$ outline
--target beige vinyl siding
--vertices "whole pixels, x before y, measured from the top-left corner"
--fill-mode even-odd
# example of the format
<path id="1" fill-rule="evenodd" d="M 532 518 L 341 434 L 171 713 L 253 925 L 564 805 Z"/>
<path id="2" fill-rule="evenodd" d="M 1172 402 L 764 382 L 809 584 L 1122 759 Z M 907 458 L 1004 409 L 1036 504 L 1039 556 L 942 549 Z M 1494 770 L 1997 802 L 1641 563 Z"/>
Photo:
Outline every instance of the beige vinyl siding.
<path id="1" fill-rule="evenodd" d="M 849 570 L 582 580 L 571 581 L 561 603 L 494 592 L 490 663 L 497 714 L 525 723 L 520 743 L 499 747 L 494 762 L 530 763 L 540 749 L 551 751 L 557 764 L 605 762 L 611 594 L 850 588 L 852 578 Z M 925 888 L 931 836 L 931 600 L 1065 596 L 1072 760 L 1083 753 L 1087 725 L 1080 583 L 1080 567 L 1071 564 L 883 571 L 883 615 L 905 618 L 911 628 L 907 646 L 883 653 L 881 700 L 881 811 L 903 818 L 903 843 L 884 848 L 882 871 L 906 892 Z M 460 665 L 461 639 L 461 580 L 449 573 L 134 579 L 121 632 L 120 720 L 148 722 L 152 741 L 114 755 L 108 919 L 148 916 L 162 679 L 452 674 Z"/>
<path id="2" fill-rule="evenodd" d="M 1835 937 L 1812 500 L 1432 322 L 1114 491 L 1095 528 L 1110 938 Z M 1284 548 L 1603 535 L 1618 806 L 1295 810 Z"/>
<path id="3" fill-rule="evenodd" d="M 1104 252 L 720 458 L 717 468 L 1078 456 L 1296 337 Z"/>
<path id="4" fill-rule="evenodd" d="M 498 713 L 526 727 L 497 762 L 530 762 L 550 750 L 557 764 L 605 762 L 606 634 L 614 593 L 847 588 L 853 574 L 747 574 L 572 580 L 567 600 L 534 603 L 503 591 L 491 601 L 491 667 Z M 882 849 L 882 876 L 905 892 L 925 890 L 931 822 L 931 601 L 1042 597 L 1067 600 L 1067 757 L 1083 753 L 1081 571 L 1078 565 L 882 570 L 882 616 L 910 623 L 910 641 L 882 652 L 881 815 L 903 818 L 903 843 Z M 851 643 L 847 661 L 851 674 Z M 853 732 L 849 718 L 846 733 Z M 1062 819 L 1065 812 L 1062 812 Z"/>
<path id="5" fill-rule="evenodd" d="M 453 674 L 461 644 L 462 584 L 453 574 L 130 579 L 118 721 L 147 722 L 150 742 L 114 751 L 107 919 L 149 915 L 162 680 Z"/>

[Task requirements] Restate the listing in full, preserving every word.

[Answer to this exercise]
$ outline
--target beige vinyl siding
--vertices "whole pixels, x before y, measured from the top-left corner"
--fill-mode even-odd
# example of the format
<path id="1" fill-rule="evenodd" d="M 532 518 L 341 434 L 171 713 L 253 925 L 564 805 Z"/>
<path id="2" fill-rule="evenodd" d="M 1172 402 L 764 382 L 809 584 L 1122 759 Z M 907 458 L 1004 409 L 1036 504 L 1039 556 L 942 549 Z M 1494 770 L 1997 802 L 1641 563 Z"/>
Photo:
Outline every instance of the beige vinyl siding.
<path id="1" fill-rule="evenodd" d="M 849 570 L 582 580 L 571 581 L 561 603 L 494 592 L 490 663 L 497 714 L 525 723 L 520 743 L 499 747 L 494 762 L 530 763 L 540 749 L 551 751 L 557 764 L 605 762 L 611 594 L 850 588 L 852 578 Z M 925 888 L 931 836 L 931 600 L 1065 596 L 1072 760 L 1083 753 L 1087 725 L 1080 583 L 1080 567 L 1071 564 L 883 571 L 883 615 L 905 618 L 911 628 L 907 646 L 883 653 L 881 700 L 881 811 L 903 818 L 903 843 L 884 848 L 882 871 L 906 892 Z M 460 665 L 461 639 L 461 580 L 449 573 L 134 579 L 121 632 L 120 720 L 148 722 L 152 741 L 114 755 L 108 919 L 148 916 L 162 679 L 452 674 Z"/>
<path id="2" fill-rule="evenodd" d="M 1835 937 L 1812 500 L 1432 322 L 1114 491 L 1095 528 L 1110 938 Z M 1284 548 L 1603 535 L 1618 806 L 1295 810 Z"/>
<path id="3" fill-rule="evenodd" d="M 1104 252 L 720 458 L 717 468 L 1078 456 L 1296 337 Z"/>
<path id="4" fill-rule="evenodd" d="M 498 713 L 526 727 L 497 762 L 530 762 L 550 750 L 557 764 L 605 762 L 606 634 L 614 593 L 847 588 L 853 574 L 747 574 L 572 580 L 567 600 L 534 603 L 503 591 L 491 601 L 491 667 Z M 882 849 L 882 876 L 905 892 L 925 890 L 931 822 L 931 601 L 1042 597 L 1067 600 L 1067 757 L 1083 753 L 1081 571 L 1078 565 L 882 570 L 882 616 L 910 623 L 910 641 L 882 652 L 881 815 L 903 818 L 903 843 Z M 851 643 L 847 661 L 851 674 Z M 853 732 L 849 718 L 846 733 Z M 1062 819 L 1065 812 L 1062 812 Z"/>
<path id="5" fill-rule="evenodd" d="M 453 674 L 461 644 L 462 584 L 453 574 L 130 579 L 118 721 L 147 722 L 150 742 L 114 751 L 107 919 L 149 915 L 162 680 Z"/>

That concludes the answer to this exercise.